Given exercise 1:
Could you copy the part of the comment thread below, starting with "It always brings" and going on through "a smiling me!", word for word?

★ ★ ★ ★

This month, then, we’ve managed to travel through history and place, from biblical times in the middle east to modern times in Africa and Australia. And we have a 50:50 split in authors, three male and three female.
Now, the usual: Have you read The book of form and emptiness? And, regardless, what would you link to?
Lucky you—you get to start with leah Purcell’s terrific book! See what I ended up with, before I looked to see what was next! https://anzlitlovers.com/2022/08/06/six-degrees-of-separation-from-the-book-of-form-and-emptiness-to/
I’ll have a look … I didn’t know either what the next book was when I prepared this, but I think I can work with Purcell!
Mma Ramotswe–how lovely to see her in your chain. I love those books though I’ve only read may be 5 of the 21 (22?) so far with one more on my 10 Books of Summer pile
I thought she’d be a nice change to introduce into my chain Mallika so I’m
glad you liked that. I’ve just checked and I think I’ve read the first 12, mainly because for a few years there this series was our family holiday read. I’d buy it and we’d all read it over the time we were away (my parents, MIL, and husband.)
Hmmm… how can a white Scottish man possibly know what it’s like to be a black woman? 🤨 Asking for a friend. 😉
No idea Kimbofo … I sometimes wonder what Botswanans think about the series.
I have to admit it makes me VERY uncomfortable. I read one about 15+ years ago and did not think much of it so never read another but now I just would not read as a point of principal. Imagine if a white Australian writer wrote a series featuring a First Nations woman… it would be (rightly) condemned.
Yes, fair enough. I haven’t read them since I became more conscious of this issue but I’m also uncomfortable about restrictions on writers. I do agree that it’s more an issue in these situations where we have a power imbalance. By way of contrast, there is the female non-deaf, I think?, Emma Viskic writing a deaf male character.
I have actually read the books ar the centre of your chain! The Disher, which I didn’t enjoy, the McCall Smith – always a delightful light read, and the Dangarembga. Which suggests to me that I should give the remainder of the books in your interesting chain a go.
Oh thanks Margaret … there’s a big difference between those two you’ve read so there’s probably a good chance you might like the others. Damascus is a tough read though … then again, so is Dangarembga!
Quite. But we can’t always go for the easy option, can we?
I don’t think so!
Loose links… not so much. I get the connections (but why did I suddenly think “loose links, sink ships”???)!
Ha ha, Davida… I don’t think I want to know.
It always brings a smile to my face to see a book by Alexander McCall Smith on any list, especially if it’s The No 1 Ladies Detective Agency!
I completely went with the Book of …. theme and you just gave me another one to add to my list.
Have a wonderful August!
Elza Reads
Glad to put a smile on anyone’s face Elza, or is it Mareli? I will check your books of!
Needless to say, I have not.
I just like the mental image of you scouring your incredible gallery. 😀
It’s fun to do MR. So I hope you envisage a smiling me!
But of course !!! 🙂
Phew!

★ ★ ★ ★

Given exercise 2:
Which lines in the records below contain the string "covered"? Copy each of those lines in full, matching case exactly.

★ ★ ★ ★

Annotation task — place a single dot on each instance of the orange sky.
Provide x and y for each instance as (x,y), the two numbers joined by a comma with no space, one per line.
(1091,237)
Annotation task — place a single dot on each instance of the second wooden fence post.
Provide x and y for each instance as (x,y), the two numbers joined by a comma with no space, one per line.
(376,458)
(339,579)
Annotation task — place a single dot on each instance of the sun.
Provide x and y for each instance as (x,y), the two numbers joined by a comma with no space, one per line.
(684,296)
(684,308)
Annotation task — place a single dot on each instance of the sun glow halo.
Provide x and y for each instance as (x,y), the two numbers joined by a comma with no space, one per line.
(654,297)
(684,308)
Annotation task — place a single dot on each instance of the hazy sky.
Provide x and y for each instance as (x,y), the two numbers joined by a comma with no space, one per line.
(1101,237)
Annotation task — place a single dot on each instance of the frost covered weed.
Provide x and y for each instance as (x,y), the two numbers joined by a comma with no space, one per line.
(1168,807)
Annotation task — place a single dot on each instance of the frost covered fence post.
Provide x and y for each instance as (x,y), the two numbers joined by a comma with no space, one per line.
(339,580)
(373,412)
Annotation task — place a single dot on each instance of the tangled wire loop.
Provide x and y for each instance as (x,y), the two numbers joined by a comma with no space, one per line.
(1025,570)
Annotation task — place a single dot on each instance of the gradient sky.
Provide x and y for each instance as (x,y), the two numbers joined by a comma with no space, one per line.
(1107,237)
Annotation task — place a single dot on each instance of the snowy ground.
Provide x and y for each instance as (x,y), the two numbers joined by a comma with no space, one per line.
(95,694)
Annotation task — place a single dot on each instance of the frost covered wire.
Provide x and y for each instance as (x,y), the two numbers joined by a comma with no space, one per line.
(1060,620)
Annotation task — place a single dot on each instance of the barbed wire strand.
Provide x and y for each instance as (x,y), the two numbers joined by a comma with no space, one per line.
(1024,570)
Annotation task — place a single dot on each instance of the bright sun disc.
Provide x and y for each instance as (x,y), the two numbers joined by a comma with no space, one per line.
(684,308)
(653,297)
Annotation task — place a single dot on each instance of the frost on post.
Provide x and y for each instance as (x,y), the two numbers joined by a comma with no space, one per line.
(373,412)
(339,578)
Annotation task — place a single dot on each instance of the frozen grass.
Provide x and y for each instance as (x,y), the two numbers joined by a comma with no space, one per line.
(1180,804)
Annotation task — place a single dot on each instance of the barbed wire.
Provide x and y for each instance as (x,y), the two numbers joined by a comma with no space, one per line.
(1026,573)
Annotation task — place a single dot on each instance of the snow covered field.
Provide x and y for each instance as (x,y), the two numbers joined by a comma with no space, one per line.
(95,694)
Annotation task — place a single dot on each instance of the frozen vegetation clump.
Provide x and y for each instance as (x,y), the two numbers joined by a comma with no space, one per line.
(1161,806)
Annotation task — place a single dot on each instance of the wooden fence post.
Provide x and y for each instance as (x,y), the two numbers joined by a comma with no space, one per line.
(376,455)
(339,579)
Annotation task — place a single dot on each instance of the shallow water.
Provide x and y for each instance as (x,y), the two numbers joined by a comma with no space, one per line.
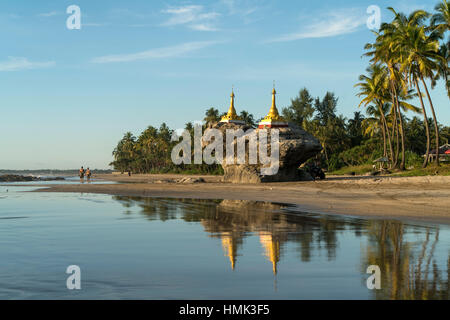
(136,248)
(67,180)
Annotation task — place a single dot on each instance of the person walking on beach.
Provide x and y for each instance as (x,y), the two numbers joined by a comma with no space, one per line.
(81,173)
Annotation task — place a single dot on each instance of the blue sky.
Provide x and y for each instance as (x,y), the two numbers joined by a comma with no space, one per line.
(67,96)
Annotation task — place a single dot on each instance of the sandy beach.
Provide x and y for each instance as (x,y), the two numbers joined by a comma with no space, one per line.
(413,198)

★ ★ ★ ★

Output 1:
It always brings a smile to my face to see a book by Alexander McCall Smith on any list, especially if it’s The No 1 Ladies Detective Agency!
I completely went with the Book of …. theme and you just gave me another one to add to my list.
Have a wonderful August!
Elza Reads
Glad to put a smile on anyone’s face Elza, or is it Mareli? I will check your books of!
Needless to say, I have not.
I just like the mental image of you scouring your incredible gallery. 😀
It’s fun to do MR. So I hope you envisage a smiling me!

Output 2:
Annotation task — place a single dot on each instance of the frost covered weed.
Annotation task — place a single dot on each instance of the frost covered fence post.
Annotation task — place a single dot on each instance of the frost covered wire.
Annotation task — place a single dot on each instance of the snow covered field.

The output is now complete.